● **What you will do**: Write out the whole listing exactly as it is written below.

◆ ◆ ◆ ◆ ◆

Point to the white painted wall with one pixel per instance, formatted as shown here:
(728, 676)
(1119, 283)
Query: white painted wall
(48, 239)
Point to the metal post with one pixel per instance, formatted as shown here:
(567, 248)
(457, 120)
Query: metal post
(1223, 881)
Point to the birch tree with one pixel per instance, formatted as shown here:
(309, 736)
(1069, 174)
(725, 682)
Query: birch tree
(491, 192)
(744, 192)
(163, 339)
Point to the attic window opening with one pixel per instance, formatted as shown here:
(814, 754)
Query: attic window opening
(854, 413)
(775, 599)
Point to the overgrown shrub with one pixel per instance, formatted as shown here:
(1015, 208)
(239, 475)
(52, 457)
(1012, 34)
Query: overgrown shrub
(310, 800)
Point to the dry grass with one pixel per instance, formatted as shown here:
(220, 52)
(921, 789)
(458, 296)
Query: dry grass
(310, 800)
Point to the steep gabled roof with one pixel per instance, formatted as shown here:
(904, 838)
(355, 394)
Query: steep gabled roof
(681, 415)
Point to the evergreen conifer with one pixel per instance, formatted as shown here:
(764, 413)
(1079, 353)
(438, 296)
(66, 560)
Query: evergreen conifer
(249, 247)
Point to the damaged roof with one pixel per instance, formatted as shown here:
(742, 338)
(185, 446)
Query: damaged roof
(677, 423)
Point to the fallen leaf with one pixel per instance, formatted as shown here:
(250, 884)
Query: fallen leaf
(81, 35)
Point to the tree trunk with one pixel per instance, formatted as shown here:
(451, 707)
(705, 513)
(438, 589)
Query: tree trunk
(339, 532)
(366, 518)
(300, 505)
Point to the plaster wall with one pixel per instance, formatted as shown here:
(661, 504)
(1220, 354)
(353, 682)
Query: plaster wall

◆ ◆ ◆ ◆ ◆

● **Exercise output**:
Point to the white painted wall with one pixel per instance, formatted as shown here:
(728, 676)
(1119, 283)
Query: white painted wall
(48, 239)
Point to the metal post with one pixel per instance, formatted as shown here:
(567, 248)
(457, 120)
Query: metal post
(1223, 881)
Point to the birch tree with one pixel per instance, formatted as shown here:
(309, 736)
(1069, 174)
(725, 682)
Query: birch tree
(491, 192)
(744, 192)
(163, 339)
Point to the attic window opening with one pixel per instance, formatted as shown here:
(814, 754)
Query: attic window opening
(854, 413)
(775, 599)
Point to the overgrown shrub with one pixel per instance, formatted as shown here:
(1015, 208)
(239, 475)
(52, 457)
(1012, 34)
Query: overgrown shrub
(310, 800)
Point to the dry grass with one pixel per instance, formatted as shown here:
(220, 52)
(921, 789)
(458, 296)
Query: dry grass
(310, 800)
Point to the steep gabled roof with one pixel per instance, formatted as shown here:
(904, 838)
(355, 394)
Query: steep gabled roof
(681, 415)
Point to the evergreen conifer with one pixel per instance, formatted as shown here:
(764, 413)
(1079, 353)
(438, 296)
(66, 560)
Query: evergreen conifer
(249, 247)
Point to the damaged roof with one pixel per instance, formatted as shown here:
(742, 338)
(185, 446)
Query: damaged roof
(677, 423)
Point to the fallen leaf with one pixel per instance, formatted as shown here:
(250, 884)
Query: fallen leaf
(81, 35)
Point to the tree trunk with one pixel per instance, formatted as shown here:
(451, 707)
(705, 513)
(438, 589)
Query: tree trunk
(339, 532)
(366, 518)
(300, 505)
Point to the plaster wall with one pixel per instance, formatted as shown here:
(661, 504)
(1220, 354)
(353, 682)
Query: plaster wall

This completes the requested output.